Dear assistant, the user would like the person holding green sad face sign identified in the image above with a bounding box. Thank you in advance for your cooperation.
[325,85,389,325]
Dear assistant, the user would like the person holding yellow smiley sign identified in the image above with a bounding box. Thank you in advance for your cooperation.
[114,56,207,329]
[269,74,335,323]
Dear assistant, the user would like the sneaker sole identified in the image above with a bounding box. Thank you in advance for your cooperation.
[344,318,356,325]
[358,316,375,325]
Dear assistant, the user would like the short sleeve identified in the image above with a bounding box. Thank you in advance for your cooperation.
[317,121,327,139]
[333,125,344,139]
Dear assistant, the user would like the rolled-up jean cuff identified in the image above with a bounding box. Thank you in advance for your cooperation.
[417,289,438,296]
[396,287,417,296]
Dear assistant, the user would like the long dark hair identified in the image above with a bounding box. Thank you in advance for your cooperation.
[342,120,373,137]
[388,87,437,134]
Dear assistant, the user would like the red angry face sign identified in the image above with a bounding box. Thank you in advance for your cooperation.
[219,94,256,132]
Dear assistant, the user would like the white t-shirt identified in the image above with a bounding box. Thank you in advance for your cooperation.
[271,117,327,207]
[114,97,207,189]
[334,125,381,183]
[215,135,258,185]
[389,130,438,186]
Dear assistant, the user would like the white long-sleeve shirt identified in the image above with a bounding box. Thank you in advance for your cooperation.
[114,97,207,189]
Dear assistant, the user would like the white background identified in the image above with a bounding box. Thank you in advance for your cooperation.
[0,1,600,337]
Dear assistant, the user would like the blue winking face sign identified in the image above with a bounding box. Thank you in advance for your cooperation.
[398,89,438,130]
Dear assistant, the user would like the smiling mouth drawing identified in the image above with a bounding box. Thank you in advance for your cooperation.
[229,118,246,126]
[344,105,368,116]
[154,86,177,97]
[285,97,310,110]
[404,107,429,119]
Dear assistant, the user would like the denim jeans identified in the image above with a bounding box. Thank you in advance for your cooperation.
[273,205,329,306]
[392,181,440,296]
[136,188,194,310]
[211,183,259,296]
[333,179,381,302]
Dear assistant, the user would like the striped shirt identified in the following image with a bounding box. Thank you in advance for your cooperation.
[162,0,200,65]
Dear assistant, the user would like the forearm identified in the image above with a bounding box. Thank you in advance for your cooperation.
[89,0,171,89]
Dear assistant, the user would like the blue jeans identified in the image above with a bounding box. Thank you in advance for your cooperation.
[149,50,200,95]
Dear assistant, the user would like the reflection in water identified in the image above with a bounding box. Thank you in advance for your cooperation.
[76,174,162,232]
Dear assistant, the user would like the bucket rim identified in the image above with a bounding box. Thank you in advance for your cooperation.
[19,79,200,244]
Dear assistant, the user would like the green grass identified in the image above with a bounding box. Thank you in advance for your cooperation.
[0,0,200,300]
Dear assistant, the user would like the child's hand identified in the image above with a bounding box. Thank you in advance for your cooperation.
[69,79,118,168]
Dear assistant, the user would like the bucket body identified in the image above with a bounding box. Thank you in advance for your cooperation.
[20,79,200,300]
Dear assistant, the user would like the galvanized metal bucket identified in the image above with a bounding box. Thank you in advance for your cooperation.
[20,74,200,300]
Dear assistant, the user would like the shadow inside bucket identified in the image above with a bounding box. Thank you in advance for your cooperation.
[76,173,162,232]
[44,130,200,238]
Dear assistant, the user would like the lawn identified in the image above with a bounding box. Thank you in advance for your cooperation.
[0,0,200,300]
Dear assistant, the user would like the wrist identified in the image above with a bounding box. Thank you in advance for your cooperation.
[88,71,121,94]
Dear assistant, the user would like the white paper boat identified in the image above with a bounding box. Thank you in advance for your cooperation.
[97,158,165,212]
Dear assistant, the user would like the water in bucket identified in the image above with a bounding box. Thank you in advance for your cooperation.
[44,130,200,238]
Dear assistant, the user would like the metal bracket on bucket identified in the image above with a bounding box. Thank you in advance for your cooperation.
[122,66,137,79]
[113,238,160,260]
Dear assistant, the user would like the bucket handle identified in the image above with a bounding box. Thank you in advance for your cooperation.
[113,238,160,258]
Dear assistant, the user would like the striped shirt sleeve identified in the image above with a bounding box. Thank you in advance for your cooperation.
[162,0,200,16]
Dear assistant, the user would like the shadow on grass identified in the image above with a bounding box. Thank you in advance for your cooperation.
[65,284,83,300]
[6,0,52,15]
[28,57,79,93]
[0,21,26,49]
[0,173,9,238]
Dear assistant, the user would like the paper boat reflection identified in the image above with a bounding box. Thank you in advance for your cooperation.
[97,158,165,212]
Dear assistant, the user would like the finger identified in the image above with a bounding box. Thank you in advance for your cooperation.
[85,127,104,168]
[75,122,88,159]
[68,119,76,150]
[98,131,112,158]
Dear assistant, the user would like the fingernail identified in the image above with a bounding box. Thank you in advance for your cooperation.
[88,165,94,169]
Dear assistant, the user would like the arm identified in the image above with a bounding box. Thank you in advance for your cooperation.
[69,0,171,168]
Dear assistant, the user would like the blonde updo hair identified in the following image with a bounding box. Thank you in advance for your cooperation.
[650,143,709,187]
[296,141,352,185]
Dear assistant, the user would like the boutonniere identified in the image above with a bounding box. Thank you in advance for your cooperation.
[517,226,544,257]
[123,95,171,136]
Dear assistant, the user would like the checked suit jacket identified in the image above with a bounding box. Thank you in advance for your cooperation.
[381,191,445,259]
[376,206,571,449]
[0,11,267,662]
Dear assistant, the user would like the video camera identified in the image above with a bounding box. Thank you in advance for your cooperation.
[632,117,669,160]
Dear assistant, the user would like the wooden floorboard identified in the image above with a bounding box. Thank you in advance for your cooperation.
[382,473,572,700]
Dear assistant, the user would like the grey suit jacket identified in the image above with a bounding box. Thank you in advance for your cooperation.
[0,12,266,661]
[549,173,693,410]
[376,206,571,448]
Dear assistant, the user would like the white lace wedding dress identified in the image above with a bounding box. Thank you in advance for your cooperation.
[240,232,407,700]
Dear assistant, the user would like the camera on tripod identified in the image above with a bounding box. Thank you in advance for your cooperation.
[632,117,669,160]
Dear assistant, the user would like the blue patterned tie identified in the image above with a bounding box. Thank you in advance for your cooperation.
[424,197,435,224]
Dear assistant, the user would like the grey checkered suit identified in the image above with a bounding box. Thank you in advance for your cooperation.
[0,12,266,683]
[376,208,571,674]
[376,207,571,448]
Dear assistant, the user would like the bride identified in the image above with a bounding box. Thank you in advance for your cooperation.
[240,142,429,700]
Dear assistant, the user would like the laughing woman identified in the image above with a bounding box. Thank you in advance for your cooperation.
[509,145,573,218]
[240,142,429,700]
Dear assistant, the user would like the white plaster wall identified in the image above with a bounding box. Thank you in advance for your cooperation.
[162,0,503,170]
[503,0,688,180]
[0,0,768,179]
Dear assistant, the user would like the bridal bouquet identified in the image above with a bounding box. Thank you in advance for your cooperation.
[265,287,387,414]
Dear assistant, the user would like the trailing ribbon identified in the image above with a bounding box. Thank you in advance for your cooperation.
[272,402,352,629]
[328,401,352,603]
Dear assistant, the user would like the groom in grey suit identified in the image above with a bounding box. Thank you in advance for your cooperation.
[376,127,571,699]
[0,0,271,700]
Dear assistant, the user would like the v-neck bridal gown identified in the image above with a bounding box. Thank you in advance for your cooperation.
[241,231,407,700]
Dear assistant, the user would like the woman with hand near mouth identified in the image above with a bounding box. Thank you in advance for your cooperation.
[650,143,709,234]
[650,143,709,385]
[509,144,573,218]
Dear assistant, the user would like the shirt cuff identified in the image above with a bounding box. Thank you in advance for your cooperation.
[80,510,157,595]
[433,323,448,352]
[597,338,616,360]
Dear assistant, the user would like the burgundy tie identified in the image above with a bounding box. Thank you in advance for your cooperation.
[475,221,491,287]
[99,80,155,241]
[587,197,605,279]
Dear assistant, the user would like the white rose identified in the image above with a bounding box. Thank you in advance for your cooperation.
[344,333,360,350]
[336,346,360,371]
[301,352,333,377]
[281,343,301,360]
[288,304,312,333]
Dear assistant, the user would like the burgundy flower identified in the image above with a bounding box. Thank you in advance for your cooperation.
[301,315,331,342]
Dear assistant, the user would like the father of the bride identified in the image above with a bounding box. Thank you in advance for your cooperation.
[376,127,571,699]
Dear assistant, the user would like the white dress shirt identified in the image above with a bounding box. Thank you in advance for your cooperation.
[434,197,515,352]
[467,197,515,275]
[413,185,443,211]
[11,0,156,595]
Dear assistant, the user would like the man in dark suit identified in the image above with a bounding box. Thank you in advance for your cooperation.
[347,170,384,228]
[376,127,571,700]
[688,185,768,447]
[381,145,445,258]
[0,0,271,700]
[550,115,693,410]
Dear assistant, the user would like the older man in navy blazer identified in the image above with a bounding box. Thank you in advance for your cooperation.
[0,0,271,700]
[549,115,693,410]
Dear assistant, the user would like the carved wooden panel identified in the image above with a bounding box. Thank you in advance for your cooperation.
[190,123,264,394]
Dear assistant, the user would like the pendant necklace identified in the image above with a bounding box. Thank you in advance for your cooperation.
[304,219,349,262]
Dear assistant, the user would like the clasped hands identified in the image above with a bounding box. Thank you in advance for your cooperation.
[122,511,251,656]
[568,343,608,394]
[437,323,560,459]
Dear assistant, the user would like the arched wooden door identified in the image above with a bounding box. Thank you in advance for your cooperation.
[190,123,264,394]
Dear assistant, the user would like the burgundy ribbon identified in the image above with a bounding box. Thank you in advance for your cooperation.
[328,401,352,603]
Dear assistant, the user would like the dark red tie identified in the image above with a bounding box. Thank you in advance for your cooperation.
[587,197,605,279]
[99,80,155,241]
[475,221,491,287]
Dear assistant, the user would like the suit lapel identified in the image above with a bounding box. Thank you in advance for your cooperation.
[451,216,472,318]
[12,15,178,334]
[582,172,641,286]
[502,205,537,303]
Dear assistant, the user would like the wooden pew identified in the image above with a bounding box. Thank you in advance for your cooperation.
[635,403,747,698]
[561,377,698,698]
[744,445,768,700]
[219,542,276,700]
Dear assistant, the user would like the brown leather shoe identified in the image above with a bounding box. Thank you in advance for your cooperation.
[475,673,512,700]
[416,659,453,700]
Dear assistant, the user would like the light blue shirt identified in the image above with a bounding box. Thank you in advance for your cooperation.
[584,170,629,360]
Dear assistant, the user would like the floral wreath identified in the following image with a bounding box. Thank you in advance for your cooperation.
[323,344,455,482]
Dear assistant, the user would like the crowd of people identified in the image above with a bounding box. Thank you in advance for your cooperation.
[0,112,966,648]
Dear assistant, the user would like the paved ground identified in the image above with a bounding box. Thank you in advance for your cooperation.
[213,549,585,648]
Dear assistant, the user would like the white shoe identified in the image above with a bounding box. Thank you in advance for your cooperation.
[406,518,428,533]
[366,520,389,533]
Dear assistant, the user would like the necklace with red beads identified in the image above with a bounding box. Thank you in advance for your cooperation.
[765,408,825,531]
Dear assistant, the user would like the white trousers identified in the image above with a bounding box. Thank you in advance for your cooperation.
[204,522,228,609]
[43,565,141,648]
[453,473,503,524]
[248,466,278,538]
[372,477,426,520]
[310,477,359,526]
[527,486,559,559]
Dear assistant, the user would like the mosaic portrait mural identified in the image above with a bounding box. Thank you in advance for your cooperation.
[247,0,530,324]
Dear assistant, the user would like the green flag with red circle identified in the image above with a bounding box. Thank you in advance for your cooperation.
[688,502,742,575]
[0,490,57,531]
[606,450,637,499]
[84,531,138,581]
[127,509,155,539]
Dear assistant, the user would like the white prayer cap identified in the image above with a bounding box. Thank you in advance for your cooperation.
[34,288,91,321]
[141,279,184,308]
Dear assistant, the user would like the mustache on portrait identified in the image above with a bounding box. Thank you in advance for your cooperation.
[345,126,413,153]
:::::
QUÉ HACER » Reproduce sin ningún cambio la parte de los registros de arriba que comienza con la línea que contiene "Dear assistant, the user would like the suit" y termina con la que contiene "[0,112,966,648]", ambas incluidas.

SOLUCIÓN DEL EJERCICIO »
Dear assistant, the user would like the suit lapel identified in the image above with a bounding box. Thank you in advance for your cooperation.
[451,216,472,318]
[12,15,178,334]
[582,172,641,286]
[502,205,537,303]
Dear assistant, the user would like the wooden pew identified in the image above with a bounding box. Thank you in advance for your cooperation.
[635,403,747,698]
[561,377,698,698]
[744,445,768,700]
[219,542,276,700]
Dear assistant, the user would like the brown leather shoe identified in the image above with a bounding box. Thank you in advance for your cooperation.
[475,673,512,700]
[416,659,453,700]
Dear assistant, the user would like the light blue shirt identified in the image above with a bounding box. Thank you in advance for your cooperation.
[584,170,629,360]
Dear assistant, the user would like the floral wreath identified in the following image with a bounding box. Thank you in advance for your cooperation.
[323,344,455,482]
Dear assistant, the user would like the crowd of people identified in the image above with a bounding box. Thank you in advance for your cooperation.
[0,112,966,648]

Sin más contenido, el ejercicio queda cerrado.